• **DIRECTIONS**: Write out, word for word, the part of the florbetaben abstract below that lies between "METHODS: Forty-three consecutive" and "and amyloid status.", inclusive.

• **EXERCISE PASSAGE**:
---*---

AIM: To investigate the relationship between off-target binding of the amyloid tracer [18 F]florbetaben (FBB) in the skull and skull density.

METHODS: Forty-three consecutive patients were included retrospectively (age 70.2±7.5y, 42% females, 65% amyloid-positive). For each patient, CT skull density (in Hounsfield units) and (late) FBB uptake in the skull were obtained using an individual skull mask generated by warping the skull tissue probability map provided by the statistical parametric mapping software package (version SPM12) to the native patient space. Skull FBB uptake (mean of the 10% hottest voxels) was scaled to the individual median FBB uptake in the pons. The association between skull FBB uptake and skull density was tested by correlation analyses. Univariate analysis of variance (ANOVA) of skull FBB uptake with dichotomized skull density (low: ≤ median, high), sex (female, male) and amyloid-status (positive, negative) as between-subjects factors was used to assess the impact of sex and amyloid status.

---*---

• **RECORD EXCERPTS**:

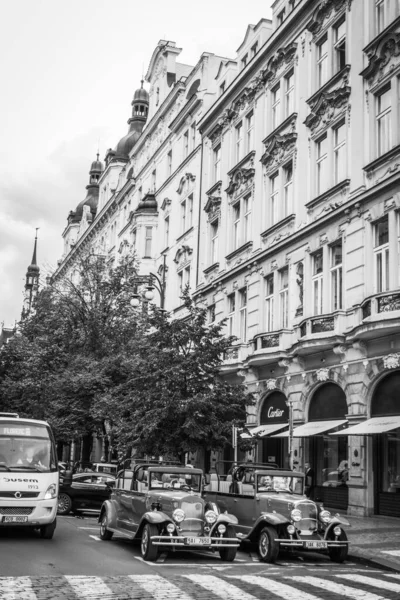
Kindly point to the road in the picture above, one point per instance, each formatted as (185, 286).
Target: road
(76, 564)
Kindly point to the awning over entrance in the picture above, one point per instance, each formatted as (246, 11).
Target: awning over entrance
(313, 428)
(264, 430)
(371, 426)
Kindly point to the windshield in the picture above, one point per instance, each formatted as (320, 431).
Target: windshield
(179, 481)
(26, 448)
(275, 483)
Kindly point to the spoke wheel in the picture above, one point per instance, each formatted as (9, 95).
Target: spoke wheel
(268, 548)
(148, 549)
(64, 504)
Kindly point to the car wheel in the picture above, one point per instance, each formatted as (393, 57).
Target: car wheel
(228, 553)
(268, 548)
(339, 554)
(148, 549)
(64, 504)
(105, 534)
(47, 531)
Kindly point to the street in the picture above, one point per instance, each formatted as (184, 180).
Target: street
(76, 564)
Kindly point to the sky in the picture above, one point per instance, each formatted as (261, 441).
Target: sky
(68, 73)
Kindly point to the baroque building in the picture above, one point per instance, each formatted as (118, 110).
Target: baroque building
(270, 183)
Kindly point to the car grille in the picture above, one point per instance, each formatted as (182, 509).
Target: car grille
(16, 510)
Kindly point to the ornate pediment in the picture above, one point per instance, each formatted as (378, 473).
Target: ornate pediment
(326, 105)
(382, 55)
(324, 11)
(282, 58)
(278, 149)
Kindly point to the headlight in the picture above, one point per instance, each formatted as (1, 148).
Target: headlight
(337, 530)
(295, 514)
(178, 515)
(51, 492)
(325, 516)
(210, 516)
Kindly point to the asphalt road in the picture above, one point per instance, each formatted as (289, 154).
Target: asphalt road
(76, 564)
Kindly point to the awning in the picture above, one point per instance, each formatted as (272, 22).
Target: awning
(313, 428)
(264, 430)
(371, 426)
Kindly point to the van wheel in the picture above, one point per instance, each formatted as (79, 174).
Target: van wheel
(47, 531)
(268, 548)
(148, 549)
(228, 554)
(105, 534)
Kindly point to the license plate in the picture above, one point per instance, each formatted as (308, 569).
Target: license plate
(316, 545)
(18, 519)
(198, 541)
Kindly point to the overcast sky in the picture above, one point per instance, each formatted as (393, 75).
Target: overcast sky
(68, 73)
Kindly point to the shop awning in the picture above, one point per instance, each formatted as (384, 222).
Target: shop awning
(313, 428)
(371, 426)
(264, 430)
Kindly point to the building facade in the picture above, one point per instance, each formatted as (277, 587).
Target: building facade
(270, 184)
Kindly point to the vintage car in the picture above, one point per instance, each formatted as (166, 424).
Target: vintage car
(274, 513)
(162, 507)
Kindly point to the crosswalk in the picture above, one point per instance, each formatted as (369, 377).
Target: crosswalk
(361, 585)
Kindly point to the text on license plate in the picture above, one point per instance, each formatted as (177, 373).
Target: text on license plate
(17, 519)
(198, 541)
(316, 545)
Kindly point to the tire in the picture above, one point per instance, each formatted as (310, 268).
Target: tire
(64, 504)
(105, 534)
(268, 548)
(148, 549)
(339, 554)
(47, 531)
(228, 554)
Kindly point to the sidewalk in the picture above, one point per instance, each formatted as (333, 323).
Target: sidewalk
(376, 539)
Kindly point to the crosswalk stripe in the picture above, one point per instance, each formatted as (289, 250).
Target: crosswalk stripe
(16, 588)
(384, 585)
(220, 588)
(337, 588)
(86, 586)
(287, 592)
(159, 588)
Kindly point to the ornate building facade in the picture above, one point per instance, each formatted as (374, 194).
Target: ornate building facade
(270, 183)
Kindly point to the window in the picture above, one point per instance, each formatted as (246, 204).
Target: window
(250, 131)
(274, 197)
(289, 94)
(339, 152)
(336, 277)
(322, 61)
(185, 144)
(231, 313)
(339, 40)
(147, 242)
(214, 241)
(381, 252)
(276, 103)
(239, 141)
(269, 302)
(322, 164)
(383, 121)
(243, 314)
(288, 189)
(317, 278)
(284, 297)
(217, 163)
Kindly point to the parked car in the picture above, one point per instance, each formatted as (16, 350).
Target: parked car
(162, 507)
(273, 512)
(84, 490)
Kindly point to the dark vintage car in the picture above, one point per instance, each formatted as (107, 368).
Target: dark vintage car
(273, 512)
(83, 491)
(162, 507)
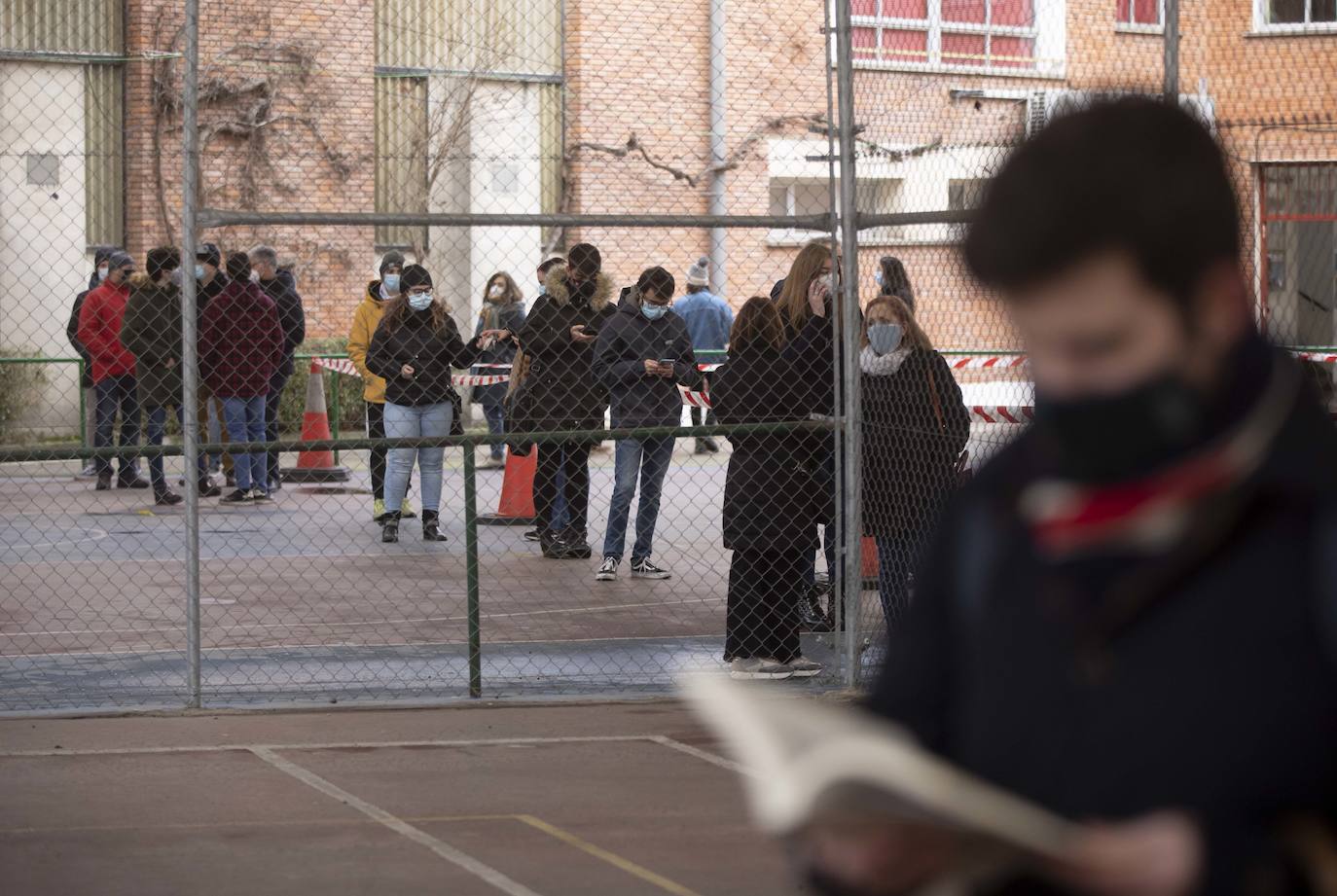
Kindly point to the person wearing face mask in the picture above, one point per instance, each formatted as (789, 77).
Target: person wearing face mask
(153, 333)
(99, 273)
(503, 309)
(281, 288)
(414, 349)
(1129, 617)
(365, 320)
(563, 393)
(915, 429)
(100, 320)
(642, 356)
(241, 343)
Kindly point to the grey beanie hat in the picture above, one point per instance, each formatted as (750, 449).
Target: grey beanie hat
(700, 273)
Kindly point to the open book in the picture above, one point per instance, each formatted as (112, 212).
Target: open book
(809, 761)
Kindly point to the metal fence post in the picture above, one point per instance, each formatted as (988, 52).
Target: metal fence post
(850, 335)
(189, 360)
(471, 570)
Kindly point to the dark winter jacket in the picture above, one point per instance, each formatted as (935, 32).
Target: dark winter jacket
(151, 331)
(625, 343)
(241, 341)
(910, 453)
(560, 391)
(429, 352)
(99, 331)
(771, 491)
(1201, 678)
(506, 317)
(282, 292)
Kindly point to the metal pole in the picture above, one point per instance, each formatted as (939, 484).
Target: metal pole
(471, 571)
(1172, 51)
(718, 206)
(189, 360)
(849, 530)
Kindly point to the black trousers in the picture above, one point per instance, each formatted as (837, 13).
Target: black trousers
(572, 460)
(762, 614)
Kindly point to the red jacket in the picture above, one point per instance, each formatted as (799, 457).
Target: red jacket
(241, 341)
(99, 331)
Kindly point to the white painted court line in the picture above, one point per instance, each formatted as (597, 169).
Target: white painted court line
(337, 745)
(460, 859)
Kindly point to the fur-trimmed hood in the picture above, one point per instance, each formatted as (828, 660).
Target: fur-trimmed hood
(560, 289)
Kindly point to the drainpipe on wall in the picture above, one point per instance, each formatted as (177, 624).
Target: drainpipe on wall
(718, 235)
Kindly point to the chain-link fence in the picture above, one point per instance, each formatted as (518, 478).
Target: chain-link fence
(417, 442)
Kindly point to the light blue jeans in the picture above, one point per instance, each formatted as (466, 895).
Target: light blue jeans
(245, 421)
(424, 421)
(649, 460)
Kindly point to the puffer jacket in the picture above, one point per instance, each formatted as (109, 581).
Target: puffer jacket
(561, 391)
(365, 321)
(625, 343)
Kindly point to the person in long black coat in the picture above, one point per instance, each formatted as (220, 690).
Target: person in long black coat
(560, 392)
(771, 499)
(915, 429)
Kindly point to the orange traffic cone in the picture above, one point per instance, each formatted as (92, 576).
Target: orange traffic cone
(315, 466)
(517, 503)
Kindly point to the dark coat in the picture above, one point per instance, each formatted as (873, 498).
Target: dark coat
(1200, 678)
(560, 391)
(625, 343)
(282, 292)
(507, 317)
(910, 455)
(771, 492)
(431, 353)
(241, 341)
(151, 332)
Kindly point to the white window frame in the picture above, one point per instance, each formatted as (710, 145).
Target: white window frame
(1307, 27)
(1048, 32)
(1140, 27)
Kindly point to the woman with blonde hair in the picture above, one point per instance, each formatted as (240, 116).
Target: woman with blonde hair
(503, 309)
(915, 429)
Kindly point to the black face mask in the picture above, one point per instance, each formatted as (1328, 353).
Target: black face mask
(1126, 435)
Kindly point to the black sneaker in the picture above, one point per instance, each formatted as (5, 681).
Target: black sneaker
(647, 570)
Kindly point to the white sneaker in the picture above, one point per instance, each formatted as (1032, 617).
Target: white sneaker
(647, 570)
(757, 667)
(804, 667)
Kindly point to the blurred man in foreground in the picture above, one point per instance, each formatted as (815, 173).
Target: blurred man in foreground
(1130, 616)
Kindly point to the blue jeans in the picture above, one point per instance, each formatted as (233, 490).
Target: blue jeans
(245, 421)
(422, 421)
(156, 431)
(496, 425)
(896, 559)
(117, 395)
(647, 459)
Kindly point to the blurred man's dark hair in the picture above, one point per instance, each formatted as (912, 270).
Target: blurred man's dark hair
(1137, 175)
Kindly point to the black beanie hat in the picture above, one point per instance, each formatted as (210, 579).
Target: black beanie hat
(390, 258)
(161, 260)
(658, 281)
(585, 258)
(414, 275)
(209, 253)
(238, 267)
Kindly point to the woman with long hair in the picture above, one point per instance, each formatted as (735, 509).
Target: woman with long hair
(771, 499)
(503, 309)
(414, 349)
(915, 429)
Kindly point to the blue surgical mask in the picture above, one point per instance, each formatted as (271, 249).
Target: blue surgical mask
(885, 338)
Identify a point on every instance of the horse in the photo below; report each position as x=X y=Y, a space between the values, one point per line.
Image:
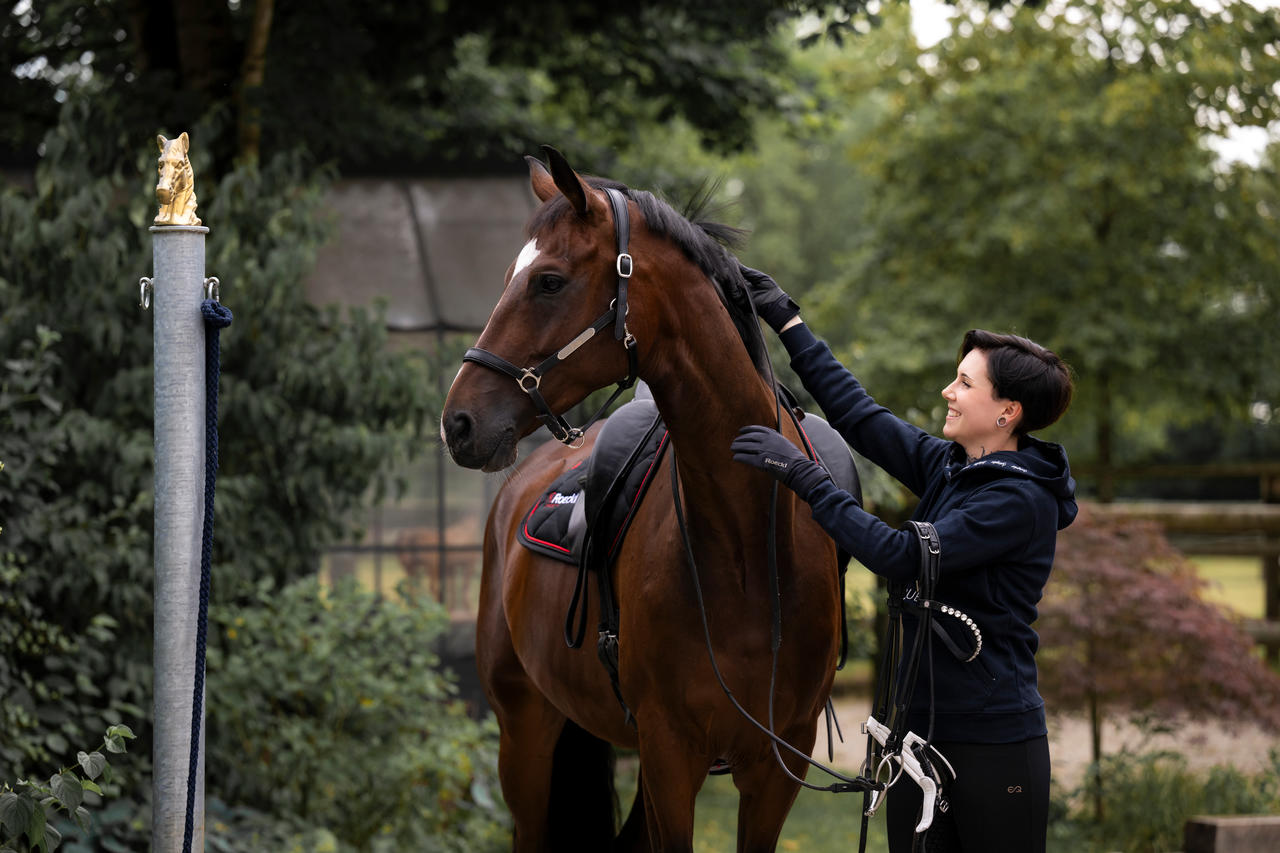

---*---

• **RESPONSE AREA**:
METHODS: Forty-three consecutive patients were included retrospectively (age 70.2±7.5y, 42% females, 65% amyloid-positive). For each patient, CT skull density (in Hounsfield units) and (late) FBB uptake in the skull were obtained using an individual skull mask generated by warping the skull tissue probability map provided by the statistical parametric mapping software package (version SPM12) to the native patient space. Skull FBB uptake (mean of the 10% hottest voxels) was scaled to the individual median FBB uptake in the pons. The association between skull FBB uptake and skull density was tested by correlation analyses. Univariate analysis of variance (ANOVA) of skull FBB uptake with dichotomized skull density (low: ≤ median, high), sex (female, male) and amyloid-status (positive, negative) as between-subjects factors was used to assess the impact of sex and amyloid status.